Starting with the line that contains "Expected: one point per instance of the bird's breast, each" and going on through the end of the data, write those lines again with "red face" swapped for "scarlet face" and everything else left unchanged. Leave the pictures out of your answer.

* Begin Records shown *

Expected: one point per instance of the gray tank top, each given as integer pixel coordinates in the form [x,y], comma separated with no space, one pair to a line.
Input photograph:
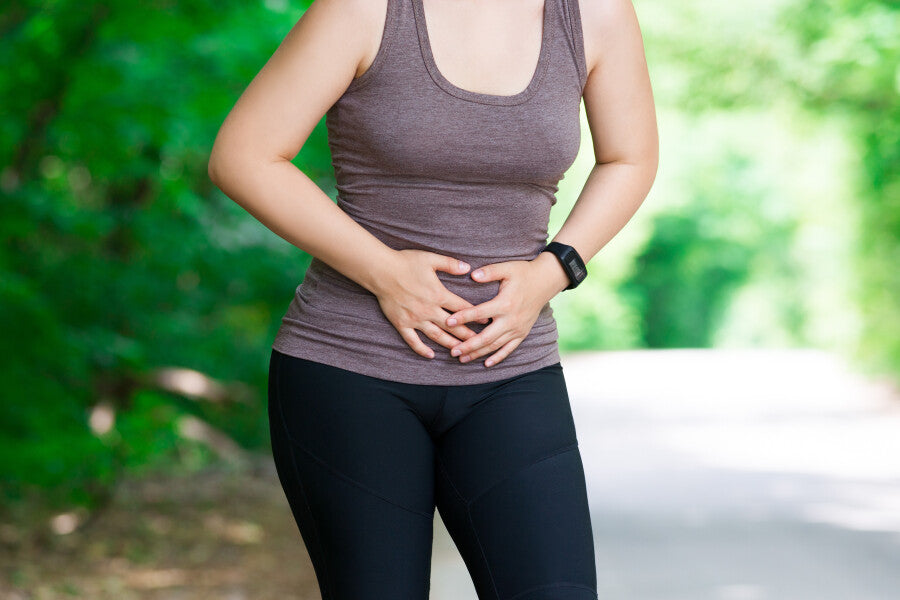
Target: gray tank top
[422,163]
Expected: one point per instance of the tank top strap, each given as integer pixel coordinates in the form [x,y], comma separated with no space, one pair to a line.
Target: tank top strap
[405,45]
[389,36]
[571,13]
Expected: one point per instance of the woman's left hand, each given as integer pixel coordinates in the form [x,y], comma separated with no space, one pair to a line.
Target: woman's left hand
[525,287]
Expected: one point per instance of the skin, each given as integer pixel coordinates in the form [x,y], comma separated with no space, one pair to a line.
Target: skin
[335,41]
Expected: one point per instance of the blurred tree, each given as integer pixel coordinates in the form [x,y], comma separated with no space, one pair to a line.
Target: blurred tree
[119,256]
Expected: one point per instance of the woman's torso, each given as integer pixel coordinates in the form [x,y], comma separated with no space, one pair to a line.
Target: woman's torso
[422,163]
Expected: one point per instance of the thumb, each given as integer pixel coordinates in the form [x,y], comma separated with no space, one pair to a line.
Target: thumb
[490,272]
[450,264]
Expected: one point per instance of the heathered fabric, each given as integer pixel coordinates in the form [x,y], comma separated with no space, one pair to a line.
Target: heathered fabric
[421,163]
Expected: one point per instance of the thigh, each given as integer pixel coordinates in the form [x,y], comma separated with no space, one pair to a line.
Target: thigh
[511,491]
[356,466]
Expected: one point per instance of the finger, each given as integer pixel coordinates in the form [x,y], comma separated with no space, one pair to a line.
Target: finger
[412,338]
[449,264]
[502,353]
[487,348]
[490,272]
[440,336]
[479,312]
[482,338]
[453,303]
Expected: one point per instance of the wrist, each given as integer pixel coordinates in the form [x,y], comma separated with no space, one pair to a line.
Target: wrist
[551,273]
[380,270]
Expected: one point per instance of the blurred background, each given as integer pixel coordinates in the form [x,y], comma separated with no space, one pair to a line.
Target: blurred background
[733,359]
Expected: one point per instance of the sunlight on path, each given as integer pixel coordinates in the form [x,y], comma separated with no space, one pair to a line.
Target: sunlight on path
[733,475]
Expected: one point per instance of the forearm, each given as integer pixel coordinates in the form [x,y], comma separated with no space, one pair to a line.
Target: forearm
[611,195]
[289,203]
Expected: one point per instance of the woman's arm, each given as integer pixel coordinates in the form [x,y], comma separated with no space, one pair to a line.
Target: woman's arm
[334,41]
[268,125]
[621,114]
[620,110]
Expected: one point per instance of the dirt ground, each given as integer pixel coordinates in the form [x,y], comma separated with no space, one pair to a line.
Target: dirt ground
[225,534]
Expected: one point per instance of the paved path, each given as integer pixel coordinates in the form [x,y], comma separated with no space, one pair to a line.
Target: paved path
[731,475]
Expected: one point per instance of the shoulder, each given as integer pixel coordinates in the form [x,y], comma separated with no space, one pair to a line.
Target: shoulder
[356,19]
[605,23]
[341,28]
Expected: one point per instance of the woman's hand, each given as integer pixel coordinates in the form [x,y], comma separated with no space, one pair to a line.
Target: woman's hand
[412,297]
[525,287]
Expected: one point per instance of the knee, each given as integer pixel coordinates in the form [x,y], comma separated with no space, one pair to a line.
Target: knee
[557,591]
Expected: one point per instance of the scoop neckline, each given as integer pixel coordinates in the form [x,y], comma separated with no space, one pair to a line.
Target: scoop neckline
[453,89]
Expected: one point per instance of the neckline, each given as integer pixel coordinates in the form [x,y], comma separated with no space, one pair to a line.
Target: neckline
[453,89]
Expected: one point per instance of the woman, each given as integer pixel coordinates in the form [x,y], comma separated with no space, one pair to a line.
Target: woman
[450,124]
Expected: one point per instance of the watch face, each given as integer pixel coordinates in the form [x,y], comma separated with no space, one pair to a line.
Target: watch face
[576,268]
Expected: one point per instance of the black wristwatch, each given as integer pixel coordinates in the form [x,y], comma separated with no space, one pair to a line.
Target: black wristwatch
[571,262]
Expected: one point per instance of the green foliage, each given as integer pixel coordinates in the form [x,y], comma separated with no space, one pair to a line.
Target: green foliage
[119,255]
[700,253]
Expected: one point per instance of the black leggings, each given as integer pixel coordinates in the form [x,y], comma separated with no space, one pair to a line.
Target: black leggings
[364,461]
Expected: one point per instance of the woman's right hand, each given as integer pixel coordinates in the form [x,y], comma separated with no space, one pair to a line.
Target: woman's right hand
[412,297]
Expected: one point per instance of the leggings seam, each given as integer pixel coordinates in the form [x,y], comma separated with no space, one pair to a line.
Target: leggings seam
[568,448]
[440,410]
[300,480]
[350,479]
[555,585]
[487,565]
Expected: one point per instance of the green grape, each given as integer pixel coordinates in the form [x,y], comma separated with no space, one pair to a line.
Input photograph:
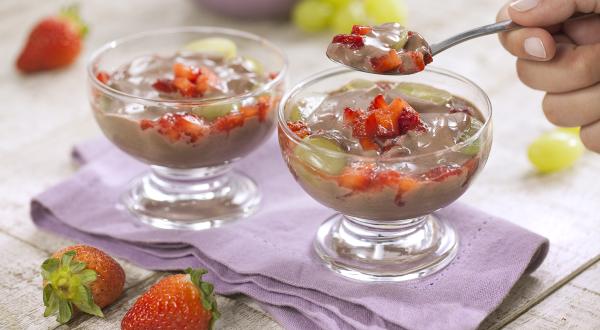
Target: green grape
[424,92]
[349,15]
[555,151]
[385,11]
[337,3]
[312,15]
[572,130]
[402,42]
[296,114]
[212,112]
[475,146]
[358,84]
[253,65]
[330,164]
[214,46]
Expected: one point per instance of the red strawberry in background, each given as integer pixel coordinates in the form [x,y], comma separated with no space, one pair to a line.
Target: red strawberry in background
[53,43]
[181,301]
[80,278]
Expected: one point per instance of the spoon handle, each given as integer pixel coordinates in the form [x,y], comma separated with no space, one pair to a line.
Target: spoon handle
[502,26]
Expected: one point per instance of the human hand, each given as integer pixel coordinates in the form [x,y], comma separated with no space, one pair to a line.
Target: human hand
[562,59]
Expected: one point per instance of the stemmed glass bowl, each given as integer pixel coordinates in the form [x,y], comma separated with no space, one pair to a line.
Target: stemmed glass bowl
[190,185]
[386,230]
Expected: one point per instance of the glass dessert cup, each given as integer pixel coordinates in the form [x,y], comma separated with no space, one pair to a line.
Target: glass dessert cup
[385,229]
[190,184]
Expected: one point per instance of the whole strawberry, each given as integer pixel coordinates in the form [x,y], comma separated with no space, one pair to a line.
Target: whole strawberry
[80,277]
[53,43]
[181,301]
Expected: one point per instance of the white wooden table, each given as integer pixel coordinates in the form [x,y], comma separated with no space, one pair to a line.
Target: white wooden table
[42,117]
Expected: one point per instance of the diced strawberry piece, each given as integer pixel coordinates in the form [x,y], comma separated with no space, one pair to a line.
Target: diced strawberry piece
[178,126]
[229,122]
[103,77]
[356,178]
[378,103]
[183,71]
[146,124]
[365,126]
[386,63]
[185,87]
[368,144]
[164,86]
[427,57]
[299,128]
[264,106]
[350,116]
[441,173]
[417,59]
[353,41]
[249,111]
[387,124]
[361,29]
[409,120]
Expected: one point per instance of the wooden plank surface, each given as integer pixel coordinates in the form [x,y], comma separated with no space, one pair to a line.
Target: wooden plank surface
[44,115]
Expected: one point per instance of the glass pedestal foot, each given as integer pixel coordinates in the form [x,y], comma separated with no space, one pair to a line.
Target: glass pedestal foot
[376,251]
[192,199]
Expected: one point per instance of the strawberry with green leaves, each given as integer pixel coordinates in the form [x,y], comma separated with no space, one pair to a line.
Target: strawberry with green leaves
[80,278]
[53,43]
[181,301]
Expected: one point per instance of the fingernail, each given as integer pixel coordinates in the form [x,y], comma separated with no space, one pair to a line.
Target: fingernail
[524,5]
[535,47]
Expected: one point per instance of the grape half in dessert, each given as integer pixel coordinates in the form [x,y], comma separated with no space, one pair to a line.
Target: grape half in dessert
[207,128]
[353,138]
[386,154]
[189,102]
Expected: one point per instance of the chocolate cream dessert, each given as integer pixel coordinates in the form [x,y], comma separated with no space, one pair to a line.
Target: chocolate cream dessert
[209,113]
[384,150]
[387,48]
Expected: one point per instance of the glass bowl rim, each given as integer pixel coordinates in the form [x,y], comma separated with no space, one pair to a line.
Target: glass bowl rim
[91,65]
[328,73]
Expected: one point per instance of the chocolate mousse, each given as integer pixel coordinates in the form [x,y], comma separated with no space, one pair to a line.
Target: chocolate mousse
[195,110]
[384,150]
[387,48]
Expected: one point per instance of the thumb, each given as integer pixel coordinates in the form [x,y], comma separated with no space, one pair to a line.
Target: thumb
[543,13]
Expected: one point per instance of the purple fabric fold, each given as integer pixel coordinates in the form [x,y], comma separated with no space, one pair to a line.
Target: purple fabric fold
[269,255]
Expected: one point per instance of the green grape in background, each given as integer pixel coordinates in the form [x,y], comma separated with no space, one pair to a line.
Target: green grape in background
[337,3]
[352,13]
[312,15]
[572,130]
[384,11]
[554,151]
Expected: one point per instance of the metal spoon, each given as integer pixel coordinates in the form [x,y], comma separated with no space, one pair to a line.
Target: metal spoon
[503,26]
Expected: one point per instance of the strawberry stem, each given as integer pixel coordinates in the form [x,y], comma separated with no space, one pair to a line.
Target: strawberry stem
[67,283]
[209,301]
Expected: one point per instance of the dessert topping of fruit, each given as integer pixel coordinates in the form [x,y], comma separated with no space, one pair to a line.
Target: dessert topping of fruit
[80,278]
[382,120]
[180,126]
[189,81]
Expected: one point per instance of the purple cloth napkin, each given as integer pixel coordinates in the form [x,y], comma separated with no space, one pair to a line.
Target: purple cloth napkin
[269,256]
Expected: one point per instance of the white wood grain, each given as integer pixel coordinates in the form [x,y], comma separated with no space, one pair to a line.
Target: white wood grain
[44,115]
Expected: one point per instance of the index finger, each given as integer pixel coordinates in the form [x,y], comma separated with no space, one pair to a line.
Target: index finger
[544,13]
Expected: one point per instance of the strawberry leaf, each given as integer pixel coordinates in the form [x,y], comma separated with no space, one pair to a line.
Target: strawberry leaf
[67,284]
[209,301]
[87,276]
[65,311]
[52,305]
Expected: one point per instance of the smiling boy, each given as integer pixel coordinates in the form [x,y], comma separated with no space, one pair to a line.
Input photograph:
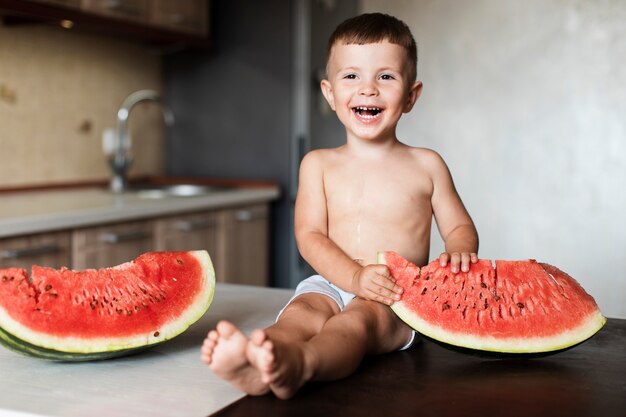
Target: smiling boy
[372,194]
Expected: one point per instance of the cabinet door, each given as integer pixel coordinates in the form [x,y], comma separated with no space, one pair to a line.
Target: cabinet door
[65,3]
[111,245]
[189,232]
[182,15]
[50,249]
[245,243]
[134,10]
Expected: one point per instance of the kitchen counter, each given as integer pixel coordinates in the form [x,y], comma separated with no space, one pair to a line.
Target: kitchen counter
[27,212]
[167,380]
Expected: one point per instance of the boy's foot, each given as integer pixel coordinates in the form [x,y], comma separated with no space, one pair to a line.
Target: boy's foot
[225,352]
[282,365]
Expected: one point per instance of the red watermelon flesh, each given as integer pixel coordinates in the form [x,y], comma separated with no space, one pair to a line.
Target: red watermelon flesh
[514,307]
[139,303]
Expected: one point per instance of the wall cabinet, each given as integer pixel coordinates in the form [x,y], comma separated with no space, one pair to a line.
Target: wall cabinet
[237,239]
[159,22]
[50,249]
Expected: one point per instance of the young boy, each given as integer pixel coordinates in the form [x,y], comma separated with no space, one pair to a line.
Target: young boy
[371,194]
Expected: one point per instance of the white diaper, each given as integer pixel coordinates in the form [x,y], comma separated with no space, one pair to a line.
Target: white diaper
[318,284]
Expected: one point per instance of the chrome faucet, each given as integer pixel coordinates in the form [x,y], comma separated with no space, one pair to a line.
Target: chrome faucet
[120,161]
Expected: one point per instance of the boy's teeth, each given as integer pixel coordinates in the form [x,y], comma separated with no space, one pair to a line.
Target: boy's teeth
[368,112]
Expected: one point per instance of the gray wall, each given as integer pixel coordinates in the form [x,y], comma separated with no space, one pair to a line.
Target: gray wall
[526,102]
[232,104]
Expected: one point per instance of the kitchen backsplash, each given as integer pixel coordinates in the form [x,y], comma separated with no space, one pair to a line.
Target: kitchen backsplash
[59,90]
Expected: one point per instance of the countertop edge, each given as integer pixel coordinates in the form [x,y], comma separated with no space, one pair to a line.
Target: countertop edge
[71,219]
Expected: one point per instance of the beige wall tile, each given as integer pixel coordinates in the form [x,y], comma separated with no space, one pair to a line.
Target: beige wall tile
[59,90]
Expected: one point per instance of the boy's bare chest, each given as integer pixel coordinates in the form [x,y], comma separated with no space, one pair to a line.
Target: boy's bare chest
[378,190]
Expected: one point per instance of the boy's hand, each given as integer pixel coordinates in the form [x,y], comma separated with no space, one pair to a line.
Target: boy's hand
[458,259]
[374,282]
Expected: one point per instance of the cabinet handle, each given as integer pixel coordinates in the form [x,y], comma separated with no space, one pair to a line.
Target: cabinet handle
[26,252]
[250,215]
[113,238]
[190,226]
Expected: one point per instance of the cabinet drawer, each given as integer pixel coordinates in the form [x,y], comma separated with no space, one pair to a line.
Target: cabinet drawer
[50,249]
[188,232]
[106,246]
[182,15]
[134,10]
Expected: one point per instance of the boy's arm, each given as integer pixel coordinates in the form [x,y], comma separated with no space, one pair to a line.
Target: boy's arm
[372,282]
[453,221]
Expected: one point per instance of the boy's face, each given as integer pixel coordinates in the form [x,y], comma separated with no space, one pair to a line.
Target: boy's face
[369,89]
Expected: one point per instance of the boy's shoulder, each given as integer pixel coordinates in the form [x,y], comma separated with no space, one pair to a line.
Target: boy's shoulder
[423,155]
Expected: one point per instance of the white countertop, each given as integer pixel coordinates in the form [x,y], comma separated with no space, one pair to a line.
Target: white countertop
[42,211]
[167,380]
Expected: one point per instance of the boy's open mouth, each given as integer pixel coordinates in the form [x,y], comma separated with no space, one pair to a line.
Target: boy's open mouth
[367,112]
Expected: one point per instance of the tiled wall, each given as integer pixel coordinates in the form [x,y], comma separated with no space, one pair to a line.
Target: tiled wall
[59,90]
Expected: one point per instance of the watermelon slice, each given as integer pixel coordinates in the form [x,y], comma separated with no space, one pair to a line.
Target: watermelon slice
[518,307]
[96,314]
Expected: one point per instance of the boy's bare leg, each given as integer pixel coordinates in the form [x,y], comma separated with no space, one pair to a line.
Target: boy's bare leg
[364,327]
[235,358]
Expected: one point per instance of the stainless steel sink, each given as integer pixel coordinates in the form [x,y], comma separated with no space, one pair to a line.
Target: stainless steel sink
[151,191]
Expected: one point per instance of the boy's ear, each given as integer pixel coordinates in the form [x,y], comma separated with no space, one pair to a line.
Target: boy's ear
[327,90]
[414,94]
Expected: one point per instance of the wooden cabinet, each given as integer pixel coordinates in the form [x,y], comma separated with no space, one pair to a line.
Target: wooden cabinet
[158,22]
[190,232]
[246,239]
[183,15]
[109,245]
[133,10]
[64,3]
[237,239]
[50,249]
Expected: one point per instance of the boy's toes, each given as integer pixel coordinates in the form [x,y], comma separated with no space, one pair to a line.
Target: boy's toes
[258,337]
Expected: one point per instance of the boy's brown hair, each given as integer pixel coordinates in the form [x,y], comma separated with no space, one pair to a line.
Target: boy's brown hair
[374,28]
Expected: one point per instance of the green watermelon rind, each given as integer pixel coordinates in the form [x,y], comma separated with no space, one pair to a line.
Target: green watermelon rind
[561,342]
[20,339]
[510,346]
[20,346]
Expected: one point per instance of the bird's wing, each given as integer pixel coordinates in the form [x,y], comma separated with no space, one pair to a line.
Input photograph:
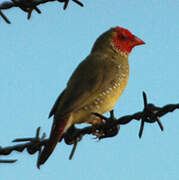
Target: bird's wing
[90,77]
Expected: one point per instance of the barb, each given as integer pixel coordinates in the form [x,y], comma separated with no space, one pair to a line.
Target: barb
[109,128]
[29,5]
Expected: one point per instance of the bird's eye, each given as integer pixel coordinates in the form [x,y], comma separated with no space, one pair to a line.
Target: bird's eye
[123,37]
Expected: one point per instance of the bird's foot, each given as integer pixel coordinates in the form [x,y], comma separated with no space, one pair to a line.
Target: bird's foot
[108,127]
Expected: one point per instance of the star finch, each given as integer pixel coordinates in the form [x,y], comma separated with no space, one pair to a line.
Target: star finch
[94,86]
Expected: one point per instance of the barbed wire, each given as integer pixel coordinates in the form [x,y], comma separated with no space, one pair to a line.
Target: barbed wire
[109,128]
[29,5]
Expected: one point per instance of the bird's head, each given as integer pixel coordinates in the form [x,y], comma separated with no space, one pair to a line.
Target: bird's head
[119,39]
[123,40]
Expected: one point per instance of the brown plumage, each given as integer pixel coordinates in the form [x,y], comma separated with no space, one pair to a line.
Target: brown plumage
[95,85]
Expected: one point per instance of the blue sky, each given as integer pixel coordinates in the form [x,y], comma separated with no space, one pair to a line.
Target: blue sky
[38,57]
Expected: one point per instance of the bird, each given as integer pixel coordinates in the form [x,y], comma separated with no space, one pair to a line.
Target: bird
[94,86]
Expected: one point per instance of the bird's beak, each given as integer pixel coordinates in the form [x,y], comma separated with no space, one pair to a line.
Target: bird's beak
[137,41]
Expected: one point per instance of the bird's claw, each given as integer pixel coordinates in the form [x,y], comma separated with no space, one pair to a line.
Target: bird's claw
[149,115]
[109,128]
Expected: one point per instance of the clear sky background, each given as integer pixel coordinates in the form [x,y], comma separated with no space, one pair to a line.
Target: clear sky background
[38,57]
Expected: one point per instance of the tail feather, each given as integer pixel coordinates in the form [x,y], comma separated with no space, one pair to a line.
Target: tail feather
[57,131]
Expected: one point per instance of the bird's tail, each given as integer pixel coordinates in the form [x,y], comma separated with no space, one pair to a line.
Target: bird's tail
[57,131]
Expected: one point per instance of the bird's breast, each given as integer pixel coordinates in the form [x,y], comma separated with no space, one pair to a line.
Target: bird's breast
[104,100]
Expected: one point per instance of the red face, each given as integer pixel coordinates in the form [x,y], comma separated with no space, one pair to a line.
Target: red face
[125,41]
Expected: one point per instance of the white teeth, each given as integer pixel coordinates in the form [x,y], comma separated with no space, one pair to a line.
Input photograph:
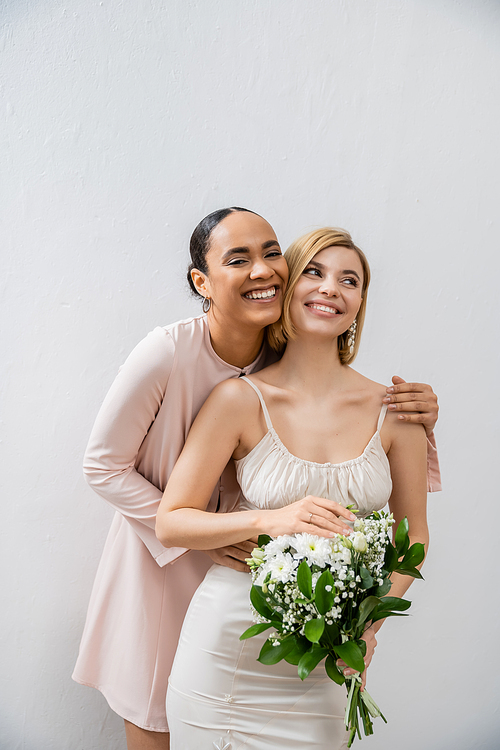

* End Records shown *

### Problem solution
Expected: one point per instance of the bird's breast, each given as integer pixel coordinates in the form [x,y], comma separated with no space, one pair to a line.
Target: bird's breast
[104,100]
Expected: one point per instance of the scarlet face, each given as integer pixel coordinates in the form [x,y], comma separated with no space, one pair to a line.
Target: scarlet face
[125,41]
Expected: one point per instance of the white teeth, each given as integer pixel coordinates in the form [x,y], comma separated with no space, one pair to a line.
Input photograph:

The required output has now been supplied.